Provided passage:
## START

# Get Out And Explore! > Tech Section >  GPS Unit vs Smartphone?

## gCisco189

Do handheld hiking GPS units have better accuracy/range than a smartphone? Is there a device that will get better GPS signal while out on the trails where smartphones may fail? Is there a preferred stand alone GPS unit for offroading? Preferred smartphone GPS or GPX app? I'm new around here so excuse me if this is an old/stupid question...

----------


## Ivoryring

Many people seem to prefer their smartphones. I've been extremely happy with my Garmin Montana 600 (it is of the hunting/hiking variety). The UI on it is not as slick as smartphone based GPS - the touchscreen is not as sensitive and text input is crude. It is also very reliable - the only place I have issues with it is in tunnels, otherwise I always have a GPS lock (of course if I'm travelling outside of the maps I have installed, it makes a track without any map info).

## END

List of tasks:
**A.** Answer these questions using the GPS unit vs smartphone thread:
(i) Which GPS model does Ivoryring own?
(ii) In what setting does Ivoryring report having trouble with that unit?
(iii) For what activity does the opening post ask about a preferred stand-alone GPS unit?
**B.** Retype the part of the GPS unit vs smartphone thread starting at "## gCisco189" and ending at "any map info).".
**C.** Write the next part of the GPS unit vs smartphone thread, picking up right after its final sentence.

Supplied records:

## START

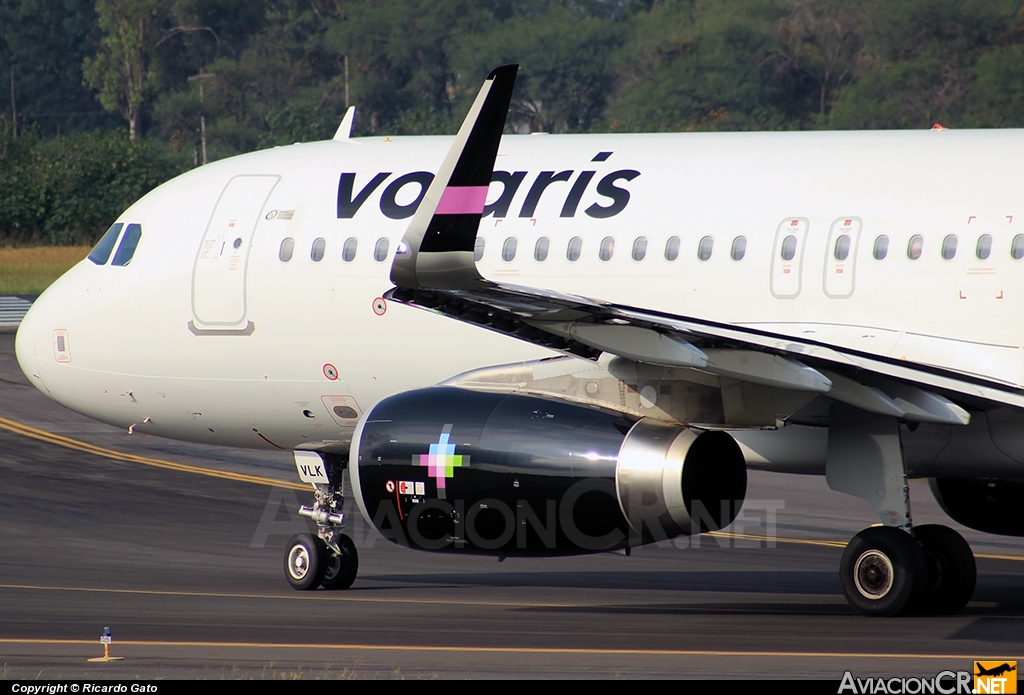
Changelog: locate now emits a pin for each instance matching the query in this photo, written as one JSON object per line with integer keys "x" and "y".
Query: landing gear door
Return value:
{"x": 787, "y": 257}
{"x": 219, "y": 273}
{"x": 841, "y": 257}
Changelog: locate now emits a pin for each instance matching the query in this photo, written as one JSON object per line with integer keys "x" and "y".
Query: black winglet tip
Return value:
{"x": 505, "y": 72}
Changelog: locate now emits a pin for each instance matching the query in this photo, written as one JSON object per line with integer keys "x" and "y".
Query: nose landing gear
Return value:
{"x": 328, "y": 559}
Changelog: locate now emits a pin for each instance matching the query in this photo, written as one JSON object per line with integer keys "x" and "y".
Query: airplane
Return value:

## END

Responses for each task:
**A.**
(i) The Garmin Montana 600
(ii) In tunnels
(iii) Offroading

**B.**
## gCisco189

Do handheld hiking GPS units have better accuracy/range than a smartphone? Is there a device that will get better GPS signal while out on the trails where smartphones may fail? Is there a preferred stand alone GPS unit for offroading? Preferred smartphone GPS or GPX app? I'm new around here so excuse me if this is an old/stupid question...

----------


## Ivoryring

Many people seem to prefer their smartphones. I've been extremely happy with my Garmin Montana 600 (it is of the hunting/hiking variety). The UI on it is not as slick as smartphone based GPS - the touchscreen is not as sensitive and text input is crude. It is also very reliable - the only place I have issues with it is in tunnels, otherwise I always have a GPS lock (of course if I'm travelling outside of the maps I have installed, it makes a track without any map info).

**C.**
----------


## ecgreen

Reliability is an issue with my phone at times keeping a GPS signal.

----------


## broken1

I've been asking myself the same question. I too have a Garmin Montana 600 and have been a Garmin fan boy since the 90s. That being said I do not like the latency of their map updates nor the price. I just started using Gaia and will be running it with the Garmin locked away as a back up this season. I looked at OnX and a couple of other ones but Gaia seemed the best for what I wanted to do how I wanted to do it. 

Also, I am running it on a Asus Zen3 tablet Bluetooth tethered off of my Galaxy S8+. I'm not sure if it had to be on my phone only I would make the same choice. I don't like multi tasking using only the phone.

----------


## Ivoryring

I don't use Garmin's maps - I use OpenStreetMaps ones for routing plus an overlay of New England topo I found online plus an overlay I made myself from the NH DOT GIS database.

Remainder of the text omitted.